Start of Recorded information

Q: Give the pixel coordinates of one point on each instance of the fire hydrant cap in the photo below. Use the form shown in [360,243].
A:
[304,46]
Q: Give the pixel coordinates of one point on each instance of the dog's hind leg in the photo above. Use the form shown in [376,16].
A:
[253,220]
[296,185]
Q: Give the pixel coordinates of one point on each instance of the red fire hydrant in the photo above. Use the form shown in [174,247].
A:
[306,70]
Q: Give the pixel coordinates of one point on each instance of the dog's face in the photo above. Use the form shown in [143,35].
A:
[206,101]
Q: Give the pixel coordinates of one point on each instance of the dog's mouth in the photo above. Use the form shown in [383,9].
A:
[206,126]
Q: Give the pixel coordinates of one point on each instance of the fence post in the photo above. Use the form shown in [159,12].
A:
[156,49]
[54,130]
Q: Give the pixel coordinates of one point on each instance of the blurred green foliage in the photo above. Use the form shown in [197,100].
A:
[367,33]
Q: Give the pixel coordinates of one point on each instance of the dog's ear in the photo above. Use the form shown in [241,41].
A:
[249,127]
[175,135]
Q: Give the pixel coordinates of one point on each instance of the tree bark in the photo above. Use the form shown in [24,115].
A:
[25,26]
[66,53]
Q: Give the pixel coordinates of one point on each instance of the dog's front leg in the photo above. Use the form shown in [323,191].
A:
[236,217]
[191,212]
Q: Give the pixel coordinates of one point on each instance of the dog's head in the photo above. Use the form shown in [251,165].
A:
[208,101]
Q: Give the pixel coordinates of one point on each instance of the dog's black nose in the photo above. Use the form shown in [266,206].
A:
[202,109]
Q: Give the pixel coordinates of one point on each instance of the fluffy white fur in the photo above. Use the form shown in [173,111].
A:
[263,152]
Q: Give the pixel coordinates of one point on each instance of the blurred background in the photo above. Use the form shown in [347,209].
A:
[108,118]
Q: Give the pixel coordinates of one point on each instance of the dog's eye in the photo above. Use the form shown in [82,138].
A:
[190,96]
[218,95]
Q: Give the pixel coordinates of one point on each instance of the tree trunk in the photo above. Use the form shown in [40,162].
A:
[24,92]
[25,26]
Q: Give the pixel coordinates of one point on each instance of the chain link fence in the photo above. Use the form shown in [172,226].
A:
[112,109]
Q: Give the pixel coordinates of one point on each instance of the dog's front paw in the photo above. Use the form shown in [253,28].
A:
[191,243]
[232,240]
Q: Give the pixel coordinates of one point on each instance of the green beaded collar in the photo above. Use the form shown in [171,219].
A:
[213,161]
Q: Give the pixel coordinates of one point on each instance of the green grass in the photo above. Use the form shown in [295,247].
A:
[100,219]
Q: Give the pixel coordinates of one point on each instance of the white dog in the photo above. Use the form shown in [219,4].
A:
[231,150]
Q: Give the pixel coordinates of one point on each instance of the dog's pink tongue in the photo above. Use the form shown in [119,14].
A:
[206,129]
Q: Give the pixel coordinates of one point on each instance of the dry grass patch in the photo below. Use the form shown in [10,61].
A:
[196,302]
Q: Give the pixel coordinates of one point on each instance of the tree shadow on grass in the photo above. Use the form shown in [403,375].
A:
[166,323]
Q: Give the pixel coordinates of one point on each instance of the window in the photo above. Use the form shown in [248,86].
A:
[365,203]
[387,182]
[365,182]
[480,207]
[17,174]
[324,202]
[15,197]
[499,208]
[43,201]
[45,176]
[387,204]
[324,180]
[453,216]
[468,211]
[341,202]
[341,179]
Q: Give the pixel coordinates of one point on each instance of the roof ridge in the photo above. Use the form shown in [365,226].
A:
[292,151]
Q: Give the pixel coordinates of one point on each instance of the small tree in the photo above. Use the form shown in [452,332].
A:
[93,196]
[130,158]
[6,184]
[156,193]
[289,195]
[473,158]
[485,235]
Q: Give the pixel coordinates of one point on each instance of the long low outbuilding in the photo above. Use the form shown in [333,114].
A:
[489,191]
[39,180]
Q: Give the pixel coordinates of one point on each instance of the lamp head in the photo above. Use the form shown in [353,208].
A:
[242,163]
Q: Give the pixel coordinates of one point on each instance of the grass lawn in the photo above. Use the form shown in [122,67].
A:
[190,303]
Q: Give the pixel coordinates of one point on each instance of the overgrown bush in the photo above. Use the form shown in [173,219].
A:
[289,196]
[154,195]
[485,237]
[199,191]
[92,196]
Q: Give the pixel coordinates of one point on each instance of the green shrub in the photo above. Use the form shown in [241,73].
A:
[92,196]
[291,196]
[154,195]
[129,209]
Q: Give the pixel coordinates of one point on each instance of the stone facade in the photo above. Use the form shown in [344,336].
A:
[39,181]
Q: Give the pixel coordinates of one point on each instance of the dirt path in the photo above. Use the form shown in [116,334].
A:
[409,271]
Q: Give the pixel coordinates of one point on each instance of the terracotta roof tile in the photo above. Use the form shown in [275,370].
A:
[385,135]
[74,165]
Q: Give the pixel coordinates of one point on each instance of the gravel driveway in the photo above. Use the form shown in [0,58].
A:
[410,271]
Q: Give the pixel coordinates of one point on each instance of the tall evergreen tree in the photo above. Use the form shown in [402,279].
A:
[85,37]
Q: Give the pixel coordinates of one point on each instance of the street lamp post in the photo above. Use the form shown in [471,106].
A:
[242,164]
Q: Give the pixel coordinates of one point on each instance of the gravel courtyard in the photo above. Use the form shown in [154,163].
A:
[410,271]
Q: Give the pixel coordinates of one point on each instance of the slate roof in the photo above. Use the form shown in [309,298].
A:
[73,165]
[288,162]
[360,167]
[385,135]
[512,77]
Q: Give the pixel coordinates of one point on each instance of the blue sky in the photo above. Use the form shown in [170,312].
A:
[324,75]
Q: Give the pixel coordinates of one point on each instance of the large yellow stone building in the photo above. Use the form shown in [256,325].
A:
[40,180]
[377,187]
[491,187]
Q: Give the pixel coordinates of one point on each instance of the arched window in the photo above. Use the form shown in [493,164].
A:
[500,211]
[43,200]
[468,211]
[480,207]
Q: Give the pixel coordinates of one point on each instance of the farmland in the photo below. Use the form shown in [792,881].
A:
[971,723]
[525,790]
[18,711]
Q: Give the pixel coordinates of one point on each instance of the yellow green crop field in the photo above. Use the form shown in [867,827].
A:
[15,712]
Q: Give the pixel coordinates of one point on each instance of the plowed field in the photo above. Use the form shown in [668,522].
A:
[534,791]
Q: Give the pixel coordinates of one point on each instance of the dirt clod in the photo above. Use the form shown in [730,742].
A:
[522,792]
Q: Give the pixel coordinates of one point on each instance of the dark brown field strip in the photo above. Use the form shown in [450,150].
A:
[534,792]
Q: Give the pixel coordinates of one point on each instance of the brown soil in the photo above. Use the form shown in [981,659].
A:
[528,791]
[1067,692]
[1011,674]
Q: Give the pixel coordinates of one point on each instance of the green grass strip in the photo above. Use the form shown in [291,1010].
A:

End of Recorded information

**Goal**
Output exactly the lines between the one containing "shown in [730,742]." and the final line above, both inclusive.

**Result for this exercise**
Q: Give the pixel coordinates of one point on each instance of the dirt clod in the photo above. Use the form shown in [730,742].
A:
[522,792]
Q: Give the pixel coordinates of one point on each instance of the dark brown field strip in the photo above. Use the form shown in [450,150].
A:
[534,792]
Q: Give the pixel coordinates of one point on each instance of the brown soil in the photo above. Use the form shown in [981,659].
A:
[528,791]
[1067,692]
[1011,674]
Q: Give the pixel coordinates of one point on each instance of the green grass strip in the photo above. Use the form shown in [291,1010].
A:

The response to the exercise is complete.